[SUPPLIED DATA]
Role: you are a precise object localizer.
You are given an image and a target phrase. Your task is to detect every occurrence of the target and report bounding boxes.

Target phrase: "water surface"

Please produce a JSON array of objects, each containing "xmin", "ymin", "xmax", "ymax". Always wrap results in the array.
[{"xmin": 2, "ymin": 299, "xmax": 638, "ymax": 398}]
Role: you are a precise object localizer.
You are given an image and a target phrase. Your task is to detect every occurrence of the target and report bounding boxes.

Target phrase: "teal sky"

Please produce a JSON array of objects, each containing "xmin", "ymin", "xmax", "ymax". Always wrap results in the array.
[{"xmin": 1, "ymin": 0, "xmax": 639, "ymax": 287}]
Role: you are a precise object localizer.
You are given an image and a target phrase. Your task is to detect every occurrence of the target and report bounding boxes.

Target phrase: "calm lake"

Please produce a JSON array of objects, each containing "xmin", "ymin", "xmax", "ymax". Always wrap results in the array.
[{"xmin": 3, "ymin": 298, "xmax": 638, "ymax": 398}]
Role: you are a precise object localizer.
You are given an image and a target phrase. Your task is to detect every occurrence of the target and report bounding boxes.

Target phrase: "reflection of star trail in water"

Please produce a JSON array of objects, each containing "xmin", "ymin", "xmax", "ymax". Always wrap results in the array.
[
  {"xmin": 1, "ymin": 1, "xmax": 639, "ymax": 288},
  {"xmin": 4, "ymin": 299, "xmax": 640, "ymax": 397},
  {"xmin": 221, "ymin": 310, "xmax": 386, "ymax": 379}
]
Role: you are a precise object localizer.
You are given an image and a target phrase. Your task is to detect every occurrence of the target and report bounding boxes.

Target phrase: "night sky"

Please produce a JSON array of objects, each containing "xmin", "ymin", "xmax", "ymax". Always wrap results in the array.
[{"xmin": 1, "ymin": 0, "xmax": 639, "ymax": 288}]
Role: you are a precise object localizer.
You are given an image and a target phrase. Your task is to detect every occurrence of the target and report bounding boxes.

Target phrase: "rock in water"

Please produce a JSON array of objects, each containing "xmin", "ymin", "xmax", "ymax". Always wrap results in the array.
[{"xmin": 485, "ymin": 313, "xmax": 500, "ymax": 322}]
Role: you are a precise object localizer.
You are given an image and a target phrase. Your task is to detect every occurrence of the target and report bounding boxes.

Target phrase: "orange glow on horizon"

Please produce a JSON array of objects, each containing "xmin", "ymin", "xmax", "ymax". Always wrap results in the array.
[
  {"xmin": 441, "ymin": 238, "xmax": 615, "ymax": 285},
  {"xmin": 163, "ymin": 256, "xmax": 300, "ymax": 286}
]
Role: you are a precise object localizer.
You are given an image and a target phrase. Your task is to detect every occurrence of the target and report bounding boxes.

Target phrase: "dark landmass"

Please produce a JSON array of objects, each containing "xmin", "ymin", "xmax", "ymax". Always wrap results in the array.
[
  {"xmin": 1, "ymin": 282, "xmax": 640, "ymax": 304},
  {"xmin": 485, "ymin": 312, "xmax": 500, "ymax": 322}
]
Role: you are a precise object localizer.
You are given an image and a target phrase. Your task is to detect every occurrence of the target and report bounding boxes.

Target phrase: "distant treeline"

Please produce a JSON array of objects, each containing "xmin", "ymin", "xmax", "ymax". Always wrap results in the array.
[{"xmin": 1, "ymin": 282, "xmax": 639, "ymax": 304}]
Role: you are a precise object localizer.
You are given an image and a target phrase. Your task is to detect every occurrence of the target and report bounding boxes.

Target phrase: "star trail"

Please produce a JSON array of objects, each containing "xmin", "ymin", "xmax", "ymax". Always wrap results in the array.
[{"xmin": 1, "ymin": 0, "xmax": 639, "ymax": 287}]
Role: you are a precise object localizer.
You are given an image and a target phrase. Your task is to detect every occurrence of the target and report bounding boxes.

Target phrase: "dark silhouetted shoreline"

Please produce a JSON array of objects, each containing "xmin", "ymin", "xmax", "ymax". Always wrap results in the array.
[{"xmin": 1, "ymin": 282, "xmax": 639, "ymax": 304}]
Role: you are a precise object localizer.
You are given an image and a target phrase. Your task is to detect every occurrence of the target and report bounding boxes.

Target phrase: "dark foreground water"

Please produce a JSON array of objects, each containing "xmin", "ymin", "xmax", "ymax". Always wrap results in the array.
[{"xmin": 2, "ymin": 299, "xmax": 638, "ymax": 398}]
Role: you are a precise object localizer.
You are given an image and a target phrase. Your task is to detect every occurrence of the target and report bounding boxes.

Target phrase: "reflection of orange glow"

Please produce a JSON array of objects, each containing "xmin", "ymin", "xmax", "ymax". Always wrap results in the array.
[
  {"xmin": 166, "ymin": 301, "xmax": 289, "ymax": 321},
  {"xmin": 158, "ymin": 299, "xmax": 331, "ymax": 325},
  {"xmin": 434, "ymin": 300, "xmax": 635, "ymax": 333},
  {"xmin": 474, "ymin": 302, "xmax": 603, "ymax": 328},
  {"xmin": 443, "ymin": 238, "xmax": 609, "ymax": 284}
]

[THE PROBLEM]
Could you report how many lines of the listing contain the word "water"? Only the number is needed.

[REPLY TO THE TASK]
4